**Passage:**
BEGIN
The first annual Seacoast Summer Reading Sessions comes to The Rochester Opera House's Historic Theater in Rochester, NH with satellite locations for writing workshops at The Mark Baum Estate and an added reading and workshop at Wells Reserve at Laudholm. Beginning Friday, July 23rd and Lasting through Saturday, August 13th; This innovative three-part series will feature new play readings, a documentary film, correlating community panels and master artist writing labs. The works will address topics such as creative aging and senior isolation, gender equity and climate change.

The aim of this program is to instigate diverse and vital new art, offer lifelong learning and to promote community-building. They hope to be able to provide accessible and affordable programming to multiple communities around the seacoast. Participants will interact and create with nationally renowned, award-winning playwrights and filmmakers, some of whom will be debuting new works during the series.

The Seacoast Summer Reading Sessions will feature work by Greg Kotis, two time Tony™ Award winning author of many plays and musicals including Urinetown (Book/Lyrics); Michele Aldin Kushner, an Alfred P. Sloan award winning playwright and screenwriter; journalist and award winning documentary filmmaker Michelle Memran; and 2012 OBIE Award for Lifetime Achievement in the theatre winner, Caridad Svich - a playwright, songwriter, editor and translator inspired by living in the US with Cuban-Argentine Spanish-Croation parents

Session #1: Laughter is the Best Medicine

Master Aritst: Greg Kotis

Friday,July 23, 7pm @ Rochester Opera House

Play Reading: The End of All Flesh, by Greg Kotis.

Q & A with artists post reading.

Saturday, July 24, 11am-1pm, @ The Mark Baum Estate

Writing Workshop: Writing A Musical, taught by Greg Kotis.

This is a workshop that will explore the fundamentals of writing an original musical. Emphasis will be on character, story structure, scene structure, and identifying and writing songs for a musical.
END
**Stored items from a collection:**
BEGIN
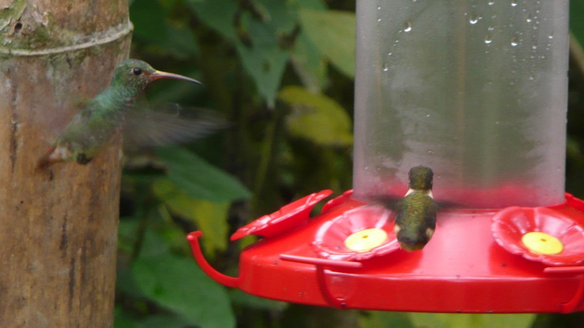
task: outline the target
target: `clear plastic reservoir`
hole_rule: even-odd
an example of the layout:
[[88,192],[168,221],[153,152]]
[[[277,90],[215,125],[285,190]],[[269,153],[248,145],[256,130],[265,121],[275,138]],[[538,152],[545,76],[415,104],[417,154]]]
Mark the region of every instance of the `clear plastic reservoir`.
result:
[[[568,0],[357,0],[354,195],[564,201]],[[401,195],[401,196],[402,196]]]

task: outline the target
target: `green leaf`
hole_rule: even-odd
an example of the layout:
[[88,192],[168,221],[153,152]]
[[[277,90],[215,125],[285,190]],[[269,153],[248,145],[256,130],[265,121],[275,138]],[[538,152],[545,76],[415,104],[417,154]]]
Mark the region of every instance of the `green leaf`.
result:
[[292,63],[303,84],[311,92],[318,92],[326,86],[326,63],[305,32],[301,32],[296,38],[292,50]]
[[114,328],[140,328],[137,320],[131,313],[116,306],[113,312]]
[[192,259],[170,253],[139,257],[133,273],[147,297],[203,328],[235,327],[224,288],[207,277]]
[[164,8],[158,1],[135,0],[130,8],[134,25],[133,37],[145,43],[164,47],[168,34]]
[[138,328],[184,328],[190,323],[184,317],[172,315],[148,316],[138,323]]
[[536,315],[409,313],[416,327],[433,328],[528,328],[536,319]]
[[570,1],[570,32],[584,44],[584,1]]
[[405,312],[367,311],[359,316],[361,328],[414,328]]
[[301,9],[303,29],[321,53],[342,72],[355,76],[355,15],[338,11]]
[[281,311],[288,306],[286,302],[258,297],[245,293],[240,289],[230,290],[229,296],[234,303],[253,309]]
[[157,181],[152,190],[171,211],[191,221],[205,232],[201,241],[206,250],[213,252],[227,249],[228,202],[193,198],[166,179]]
[[236,39],[237,32],[233,22],[238,11],[237,1],[186,0],[186,2],[206,25],[228,39],[234,40]]
[[277,43],[249,47],[238,43],[236,48],[246,71],[253,79],[258,93],[270,107],[273,107],[290,54],[280,49]]
[[292,6],[307,9],[324,11],[326,9],[326,4],[322,0],[290,0]]
[[321,145],[350,145],[351,119],[336,102],[300,86],[288,86],[279,97],[292,106],[287,120],[291,134]]
[[221,202],[251,197],[237,179],[183,148],[160,148],[157,154],[168,167],[168,180],[192,197]]

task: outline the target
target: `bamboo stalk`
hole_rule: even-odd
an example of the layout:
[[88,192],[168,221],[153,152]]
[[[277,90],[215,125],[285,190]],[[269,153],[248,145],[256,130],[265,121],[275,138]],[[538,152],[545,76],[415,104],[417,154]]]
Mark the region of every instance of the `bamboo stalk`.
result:
[[0,5],[0,326],[112,327],[120,138],[87,165],[36,165],[127,58],[127,1]]

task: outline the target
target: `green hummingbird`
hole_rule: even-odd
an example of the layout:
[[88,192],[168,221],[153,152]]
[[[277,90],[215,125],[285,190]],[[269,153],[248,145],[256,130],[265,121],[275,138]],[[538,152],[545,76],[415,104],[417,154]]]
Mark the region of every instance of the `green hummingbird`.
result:
[[148,83],[162,78],[202,84],[157,71],[141,60],[123,62],[116,68],[109,86],[86,103],[59,135],[40,166],[74,160],[87,164],[120,130],[126,148],[132,142],[155,145],[183,141],[225,127],[225,121],[210,111],[197,110],[194,118],[185,119],[178,115],[178,105],[165,113],[148,108],[145,103],[137,103]]
[[422,249],[432,238],[439,205],[432,195],[432,169],[415,166],[408,175],[409,190],[396,203],[394,231],[399,246],[412,251]]

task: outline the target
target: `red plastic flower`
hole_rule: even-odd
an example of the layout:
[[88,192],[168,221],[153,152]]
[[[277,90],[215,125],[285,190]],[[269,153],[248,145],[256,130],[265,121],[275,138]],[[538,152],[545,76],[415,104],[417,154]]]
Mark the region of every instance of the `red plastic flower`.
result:
[[493,237],[506,250],[531,261],[578,265],[584,261],[584,226],[569,215],[546,207],[507,207],[493,217]]
[[231,240],[235,240],[248,235],[273,237],[290,231],[308,221],[310,211],[314,205],[332,193],[332,190],[327,189],[293,201],[271,214],[264,215],[240,228],[231,235]]
[[319,256],[331,260],[360,261],[388,254],[399,248],[392,217],[380,205],[347,211],[321,226],[312,246]]

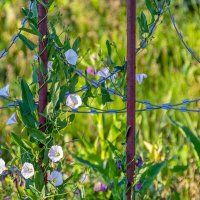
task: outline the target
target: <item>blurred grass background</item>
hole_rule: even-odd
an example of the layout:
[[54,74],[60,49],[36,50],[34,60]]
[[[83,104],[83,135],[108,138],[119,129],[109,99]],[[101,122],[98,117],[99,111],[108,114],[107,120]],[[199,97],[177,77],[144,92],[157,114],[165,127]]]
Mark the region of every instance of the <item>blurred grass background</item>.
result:
[[[138,1],[138,10],[147,12],[144,1]],[[1,0],[0,2],[0,49],[4,49],[11,41],[12,36],[20,27],[23,15],[21,7],[27,6],[24,0]],[[90,49],[89,55],[84,58],[80,67],[86,69],[93,65],[91,55],[98,54],[101,47],[106,52],[107,39],[117,45],[119,56],[113,54],[113,60],[122,64],[126,55],[126,1],[121,0],[55,0],[54,9],[49,13],[49,19],[56,22],[56,28],[62,30],[63,25],[69,28],[69,37],[74,40],[81,37],[81,52],[84,54]],[[200,58],[200,10],[199,1],[178,0],[172,1],[172,12],[187,44]],[[57,19],[54,17],[57,16]],[[150,22],[150,19],[149,19]],[[61,37],[64,38],[64,35]],[[37,38],[29,37],[33,41]],[[31,64],[34,52],[30,52],[18,41],[8,55],[0,60],[0,86],[11,84],[11,94],[20,96],[17,78],[31,79]],[[97,67],[97,66],[95,66]],[[101,66],[98,66],[101,68]],[[137,56],[137,72],[146,73],[148,78],[142,86],[137,85],[137,99],[150,100],[153,103],[180,102],[184,99],[194,99],[200,96],[200,67],[192,59],[181,44],[170,22],[169,14],[164,13],[159,26],[156,28],[154,39],[148,47]],[[2,104],[2,102],[0,102]],[[200,108],[200,104],[192,105]],[[11,130],[21,132],[21,126],[5,126],[6,120],[12,111],[0,111],[0,143],[10,145],[9,133]],[[174,165],[190,166],[186,170],[173,173],[167,169],[158,180],[165,187],[155,196],[173,198],[179,195],[180,199],[199,199],[200,175],[195,161],[192,146],[174,127],[169,116],[188,126],[196,135],[200,136],[200,117],[197,113],[182,113],[175,111],[149,111],[137,114],[137,129],[139,140],[137,151],[144,158],[151,161],[160,161],[177,156]],[[91,144],[98,135],[98,117],[78,115],[71,126],[63,130],[64,141],[78,138],[84,134]],[[89,123],[88,123],[89,122]],[[105,115],[101,119],[104,126],[105,138],[109,138],[120,146],[124,138],[122,124],[126,123],[125,115]],[[79,148],[85,151],[81,144]],[[76,143],[72,149],[76,149]],[[14,150],[14,147],[11,147]],[[97,151],[98,152],[98,151]],[[3,152],[6,154],[7,152]],[[108,156],[108,155],[107,155]],[[9,157],[9,156],[8,156]],[[173,165],[171,166],[171,168]],[[170,167],[169,167],[170,168]],[[160,195],[160,196],[159,196]],[[177,196],[176,196],[177,197]]]

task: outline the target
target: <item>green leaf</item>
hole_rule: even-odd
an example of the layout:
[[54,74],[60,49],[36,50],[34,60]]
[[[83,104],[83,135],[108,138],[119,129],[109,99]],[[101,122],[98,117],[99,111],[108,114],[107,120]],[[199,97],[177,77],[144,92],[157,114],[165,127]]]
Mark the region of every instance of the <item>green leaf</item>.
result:
[[140,19],[141,19],[141,24],[142,24],[142,31],[145,32],[145,33],[148,33],[149,28],[148,28],[148,24],[147,24],[147,19],[146,19],[146,16],[143,12],[141,13]]
[[25,151],[29,151],[29,147],[27,146],[27,144],[22,140],[21,137],[19,137],[18,135],[16,135],[15,133],[11,133],[11,138],[12,140],[15,142],[16,145],[18,145],[19,147],[23,148]]
[[70,80],[70,84],[69,84],[69,91],[70,92],[74,92],[75,91],[76,84],[78,83],[78,79],[79,79],[79,75],[78,74],[74,74],[74,76]]
[[21,80],[23,114],[28,114],[37,109],[31,90],[25,80]]
[[198,159],[200,160],[200,139],[186,126],[182,125],[180,122],[177,122],[170,118],[171,122],[178,128],[182,130],[184,136],[192,143],[195,152],[198,155]]
[[153,164],[141,175],[140,180],[142,181],[142,193],[146,193],[153,181],[156,179],[158,173],[168,162],[169,161],[163,161]]
[[19,38],[22,40],[22,42],[32,51],[34,50],[37,45],[31,42],[29,39],[27,39],[24,35],[19,34]]
[[38,126],[38,121],[36,120],[35,115],[32,113],[27,113],[26,107],[24,107],[24,104],[22,102],[19,102],[19,108],[22,121],[26,125],[26,127],[36,128]]
[[37,30],[37,29],[35,29],[35,27],[32,25],[32,27],[34,28],[34,29],[28,29],[28,28],[20,28],[20,30],[22,30],[22,31],[25,31],[25,32],[27,32],[27,33],[31,33],[31,34],[33,34],[33,35],[37,35],[37,36],[40,36],[41,37],[41,33]]
[[28,133],[31,137],[41,142],[42,144],[46,143],[46,135],[42,131],[34,128],[28,128]]

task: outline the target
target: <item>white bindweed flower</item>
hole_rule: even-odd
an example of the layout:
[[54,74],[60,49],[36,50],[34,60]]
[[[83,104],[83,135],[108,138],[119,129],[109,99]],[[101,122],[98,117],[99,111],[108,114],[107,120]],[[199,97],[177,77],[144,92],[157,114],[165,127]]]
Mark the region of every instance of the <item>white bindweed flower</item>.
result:
[[58,171],[52,171],[48,176],[48,181],[52,181],[55,186],[59,186],[63,184],[62,173]]
[[136,74],[136,80],[139,84],[142,84],[145,78],[147,78],[146,74]]
[[5,169],[6,169],[6,163],[2,158],[0,158],[0,174],[2,174]]
[[66,105],[70,108],[77,109],[79,106],[81,106],[81,104],[82,100],[78,94],[70,94],[67,96]]
[[65,58],[69,64],[76,65],[78,55],[73,49],[69,49],[65,52]]
[[63,150],[61,146],[54,145],[50,148],[48,157],[53,161],[57,162],[63,157]]
[[4,97],[7,97],[9,96],[9,85],[6,85],[5,87],[1,88],[0,89],[0,96],[4,96]]
[[[103,77],[103,78],[108,78],[111,75],[109,68],[106,67],[100,71],[97,72],[97,76]],[[113,74],[111,77],[109,77],[109,80],[112,82],[115,82],[117,75]]]
[[12,114],[10,118],[7,120],[6,125],[16,124],[16,113]]
[[34,167],[31,163],[25,162],[22,166],[21,174],[25,179],[34,175]]
[[52,71],[52,70],[53,70],[53,62],[52,62],[52,61],[48,61],[48,63],[47,63],[47,69],[48,69],[49,71]]

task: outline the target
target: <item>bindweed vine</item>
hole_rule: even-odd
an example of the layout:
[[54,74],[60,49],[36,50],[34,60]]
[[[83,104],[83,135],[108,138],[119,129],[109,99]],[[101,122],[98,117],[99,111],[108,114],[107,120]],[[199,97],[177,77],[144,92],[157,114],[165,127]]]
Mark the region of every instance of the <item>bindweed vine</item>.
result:
[[[153,33],[165,9],[169,9],[170,12],[169,3],[169,1],[165,0],[162,2],[154,1],[154,3],[146,0],[151,22],[148,23],[143,12],[138,16],[140,45],[136,48],[136,53],[146,48],[148,42],[153,39]],[[106,56],[99,52],[97,57],[98,64],[95,67],[88,66],[87,69],[82,70],[81,59],[83,58],[81,57],[81,39],[79,37],[73,42],[69,37],[61,40],[51,21],[48,22],[48,34],[42,36],[41,32],[38,31],[38,25],[41,25],[44,19],[48,17],[48,14],[42,20],[39,20],[38,15],[35,14],[39,14],[37,6],[40,5],[45,12],[48,12],[52,4],[53,1],[47,3],[47,1],[32,0],[29,9],[24,10],[25,20],[22,22],[22,28],[13,38],[11,44],[0,54],[0,59],[5,57],[18,38],[31,51],[35,50],[37,45],[30,41],[25,34],[22,34],[22,31],[37,35],[39,44],[43,45],[42,50],[40,47],[39,52],[33,57],[32,82],[28,83],[23,78],[19,79],[21,99],[12,98],[9,91],[10,85],[0,89],[0,98],[9,102],[8,105],[2,106],[0,109],[15,110],[8,118],[6,125],[13,125],[18,122],[23,124],[21,133],[11,132],[10,134],[12,142],[17,146],[17,155],[19,157],[13,158],[13,161],[8,163],[5,163],[0,158],[0,176],[4,177],[12,174],[15,178],[19,176],[20,179],[23,179],[25,181],[24,191],[20,192],[18,190],[17,192],[19,196],[23,196],[25,199],[72,198],[73,196],[84,198],[83,185],[87,182],[86,180],[95,180],[92,182],[92,188],[95,193],[108,193],[111,190],[113,199],[123,199],[127,190],[129,190],[129,188],[126,188],[125,173],[130,163],[126,164],[124,149],[121,152],[112,142],[107,141],[106,145],[103,143],[105,137],[102,129],[102,118],[97,119],[99,138],[103,140],[103,142],[100,142],[100,147],[98,146],[98,140],[94,144],[96,149],[93,149],[86,139],[81,138],[83,143],[88,146],[89,155],[95,163],[77,156],[68,149],[66,144],[62,147],[60,143],[63,142],[62,131],[73,123],[75,114],[127,113],[127,61],[125,60],[120,64],[116,63],[112,59],[115,47],[112,42],[106,41]],[[171,18],[178,32],[172,15]],[[24,28],[26,23],[29,24],[30,29]],[[65,34],[68,36],[68,32],[65,32]],[[183,37],[179,32],[178,34],[182,39]],[[187,49],[190,50],[189,48]],[[44,52],[47,50],[48,53],[45,58],[48,59],[48,62],[46,62],[47,60],[44,61],[43,57]],[[198,61],[196,56],[193,55],[193,57]],[[134,77],[139,87],[142,86],[146,79],[147,75],[144,73],[136,74]],[[44,85],[48,85],[47,96],[45,96],[47,104],[41,112],[38,107],[41,104],[40,97],[42,95],[40,95],[40,92]],[[117,98],[120,99],[124,107],[113,108]],[[149,100],[134,99],[134,103],[138,108],[135,112],[162,109],[199,113],[200,109],[196,108],[199,101],[200,98],[196,98],[182,100],[180,103],[155,104]],[[192,107],[191,105],[194,106]],[[45,119],[43,123],[40,123],[41,117]],[[126,135],[129,134],[130,128],[127,128]],[[95,157],[91,152],[98,152],[98,148],[101,148],[102,151],[106,151],[106,148],[109,149],[109,154],[114,158],[109,161],[103,160],[105,152],[102,153],[103,156]],[[77,164],[72,162],[72,158],[77,163],[84,165],[84,167],[81,166],[77,169]],[[135,171],[138,172],[131,185],[131,188],[135,188],[133,191],[136,193],[142,190],[145,191],[149,182],[153,182],[153,177],[170,162],[166,160],[146,165],[142,157],[137,157],[136,155],[132,160],[135,161]],[[97,161],[99,162],[98,164],[96,164]],[[65,172],[66,168],[68,173]],[[92,172],[97,171],[99,177],[96,178],[94,174],[90,173],[91,177],[88,178],[85,173],[88,169]],[[143,169],[145,171],[140,173],[140,170]],[[151,177],[152,171],[154,176],[152,175]],[[112,176],[111,180],[110,176]],[[145,182],[146,177],[149,179],[148,183]],[[119,191],[117,191],[118,188],[120,188]]]

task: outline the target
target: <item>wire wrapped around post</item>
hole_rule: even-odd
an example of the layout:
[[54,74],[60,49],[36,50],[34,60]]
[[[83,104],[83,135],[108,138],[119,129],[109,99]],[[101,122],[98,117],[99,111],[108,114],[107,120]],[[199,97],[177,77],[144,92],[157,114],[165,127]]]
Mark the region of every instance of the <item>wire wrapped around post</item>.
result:
[[[136,0],[127,0],[127,200],[134,195],[135,103],[136,103]],[[134,198],[133,198],[134,199]]]

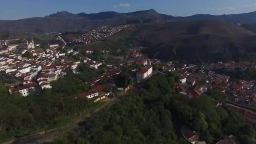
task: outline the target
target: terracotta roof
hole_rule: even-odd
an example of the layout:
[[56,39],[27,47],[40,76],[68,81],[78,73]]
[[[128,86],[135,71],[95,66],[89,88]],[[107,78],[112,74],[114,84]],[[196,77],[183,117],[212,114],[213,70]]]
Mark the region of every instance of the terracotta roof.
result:
[[72,96],[72,97],[74,99],[77,99],[77,97],[80,97],[82,98],[85,98],[88,96],[90,96],[91,94],[97,93],[97,92],[94,91],[91,91],[87,92],[84,92],[80,94],[74,95]]
[[242,85],[241,84],[235,84],[233,85],[232,88],[236,90],[240,90],[242,88]]
[[29,83],[24,85],[21,84],[17,85],[13,89],[13,91],[19,91],[21,90],[33,88],[34,86],[33,82],[30,82]]
[[143,67],[141,69],[139,70],[137,72],[137,73],[139,74],[144,74],[146,73],[149,69],[152,67],[152,66],[150,65],[147,65]]
[[216,144],[236,144],[238,143],[236,141],[235,137],[232,135],[227,137],[224,139],[219,141]]
[[97,85],[93,88],[93,89],[96,91],[99,91],[106,88],[106,86],[104,85]]
[[44,83],[41,83],[40,85],[39,85],[40,86],[43,86],[43,85],[49,85],[50,84],[49,83],[45,83],[45,82],[44,82]]

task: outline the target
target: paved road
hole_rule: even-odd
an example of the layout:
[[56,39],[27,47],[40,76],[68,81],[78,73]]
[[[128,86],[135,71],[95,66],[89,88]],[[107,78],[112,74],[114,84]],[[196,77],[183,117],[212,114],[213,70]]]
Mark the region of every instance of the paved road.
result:
[[[93,119],[93,116],[95,115],[99,111],[103,109],[105,107],[111,105],[115,103],[120,101],[123,96],[125,96],[126,93],[124,93],[120,95],[114,97],[112,98],[106,99],[104,100],[106,103],[103,105],[98,108],[96,109],[93,111],[91,113],[88,115],[85,115],[79,121],[77,121],[77,123],[82,123],[84,124],[89,120],[91,120]],[[80,132],[82,127],[78,125],[75,125],[73,127],[68,128],[68,129],[65,129],[66,132],[71,132],[79,133]],[[61,130],[60,130],[61,131]],[[13,142],[6,143],[6,144],[53,144],[53,141],[61,134],[61,132],[59,131],[54,131],[53,132],[46,133],[42,133],[40,134],[37,134],[36,135],[27,136],[21,138],[20,139],[15,140]]]

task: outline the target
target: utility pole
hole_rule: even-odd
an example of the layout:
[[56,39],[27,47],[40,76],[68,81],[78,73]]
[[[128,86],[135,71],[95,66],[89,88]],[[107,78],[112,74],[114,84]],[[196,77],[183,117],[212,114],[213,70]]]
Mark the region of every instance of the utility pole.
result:
[[67,114],[66,114],[66,110],[65,110],[65,107],[64,106],[64,103],[63,102],[63,101],[62,101],[62,106],[63,106],[63,109],[64,109],[64,112],[65,112],[65,116],[67,116]]

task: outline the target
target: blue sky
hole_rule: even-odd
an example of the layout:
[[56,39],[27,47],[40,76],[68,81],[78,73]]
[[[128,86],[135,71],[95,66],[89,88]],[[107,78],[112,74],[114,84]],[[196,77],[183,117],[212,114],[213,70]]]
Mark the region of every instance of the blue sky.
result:
[[174,16],[256,11],[256,0],[1,0],[0,19],[44,16],[58,11],[77,13],[128,12],[150,8]]

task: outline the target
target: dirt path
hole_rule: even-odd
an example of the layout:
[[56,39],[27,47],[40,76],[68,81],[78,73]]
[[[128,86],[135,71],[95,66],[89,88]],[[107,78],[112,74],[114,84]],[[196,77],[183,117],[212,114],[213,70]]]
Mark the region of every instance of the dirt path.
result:
[[[120,101],[122,99],[122,98],[123,97],[123,96],[126,95],[126,93],[127,92],[125,92],[118,96],[112,98],[106,99],[104,101],[105,102],[105,104],[93,110],[91,113],[84,116],[82,119],[77,122],[77,124],[76,124],[75,126],[70,128],[65,128],[64,132],[71,132],[79,133],[80,132],[82,128],[81,125],[83,125],[83,124],[84,124],[88,121],[91,120],[93,118],[93,116],[96,114],[99,110]],[[79,125],[80,123],[82,123],[82,124]],[[53,144],[53,141],[61,134],[60,133],[61,133],[62,132],[60,131],[61,131],[61,130],[56,130],[51,132],[46,133],[42,132],[39,133],[40,134],[23,137],[14,140],[14,141],[7,142],[4,144]]]

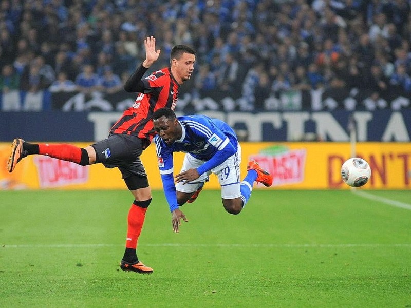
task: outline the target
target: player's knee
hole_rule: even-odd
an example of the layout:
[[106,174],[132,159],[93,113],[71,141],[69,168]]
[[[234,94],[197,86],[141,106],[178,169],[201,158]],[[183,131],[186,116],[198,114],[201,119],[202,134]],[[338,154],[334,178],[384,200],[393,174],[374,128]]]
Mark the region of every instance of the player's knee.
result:
[[140,188],[145,188],[149,186],[148,180],[147,177],[133,175],[124,179],[124,182],[130,190],[135,190]]
[[148,207],[148,205],[150,205],[151,203],[152,198],[149,199],[147,200],[144,200],[143,201],[138,201],[137,200],[134,200],[134,202],[133,203],[133,204],[136,205],[137,206],[139,206],[139,207],[142,207],[143,208],[147,208]]
[[242,206],[238,203],[230,202],[223,203],[224,208],[230,214],[236,215],[240,213],[242,209]]
[[90,162],[90,158],[88,156],[88,152],[86,149],[81,148],[81,157],[80,158],[80,162],[79,164],[81,166],[87,166],[90,164],[90,163],[93,163],[94,162]]

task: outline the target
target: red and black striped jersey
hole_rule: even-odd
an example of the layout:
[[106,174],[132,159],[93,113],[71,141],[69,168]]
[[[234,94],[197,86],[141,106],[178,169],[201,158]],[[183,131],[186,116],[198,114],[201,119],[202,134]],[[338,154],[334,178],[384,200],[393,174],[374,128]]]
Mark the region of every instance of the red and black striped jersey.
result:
END
**Exercise requirements:**
• a. Using the Seacoast Summer Reading Sessions announcement, list every artist whose work the series will feature.
• b. Answer these questions from the Seacoast Summer Reading Sessions announcement:
(i) On what date does the series begin?
(ii) What award did Caridad Svich win in 2012?
(iii) Where is the workshop "Writing A Musical" held?

**Answers per task:**
• a.
Greg Kotis
Michele Aldin Kushner
Michelle Memran
Caridad Svich

• b.
(i) Friday, July 23rd
(ii) The OBIE Award for Lifetime Achievement in the theatre
(iii) The Mark Baum Estate